* **Your task**:
For the records below, give the number of lines that include the string "blue". Nothing else belongs in the answer.

* **Data excerpts**:
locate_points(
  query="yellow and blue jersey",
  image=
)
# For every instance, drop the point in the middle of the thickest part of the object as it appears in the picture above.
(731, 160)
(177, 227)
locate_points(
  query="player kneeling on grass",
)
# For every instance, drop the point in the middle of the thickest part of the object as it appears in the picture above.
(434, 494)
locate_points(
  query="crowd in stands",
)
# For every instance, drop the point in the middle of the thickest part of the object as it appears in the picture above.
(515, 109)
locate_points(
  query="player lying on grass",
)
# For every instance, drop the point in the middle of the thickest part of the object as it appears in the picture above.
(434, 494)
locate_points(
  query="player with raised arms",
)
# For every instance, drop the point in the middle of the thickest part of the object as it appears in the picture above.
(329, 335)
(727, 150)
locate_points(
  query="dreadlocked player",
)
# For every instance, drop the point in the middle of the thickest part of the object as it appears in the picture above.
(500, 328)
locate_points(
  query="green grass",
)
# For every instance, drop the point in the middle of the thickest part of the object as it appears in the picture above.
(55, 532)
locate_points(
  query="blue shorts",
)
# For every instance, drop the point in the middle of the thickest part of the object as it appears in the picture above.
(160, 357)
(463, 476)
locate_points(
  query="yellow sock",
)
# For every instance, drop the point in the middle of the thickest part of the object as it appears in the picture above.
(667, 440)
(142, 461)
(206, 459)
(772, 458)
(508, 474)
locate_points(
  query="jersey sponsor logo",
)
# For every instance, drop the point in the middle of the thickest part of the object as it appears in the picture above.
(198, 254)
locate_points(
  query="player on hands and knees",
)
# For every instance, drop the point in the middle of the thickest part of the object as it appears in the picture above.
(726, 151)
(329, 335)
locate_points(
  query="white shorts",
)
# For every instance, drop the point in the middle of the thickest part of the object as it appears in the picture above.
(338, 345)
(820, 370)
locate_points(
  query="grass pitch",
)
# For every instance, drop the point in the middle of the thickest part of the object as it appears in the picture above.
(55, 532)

* **Exercise result**:
2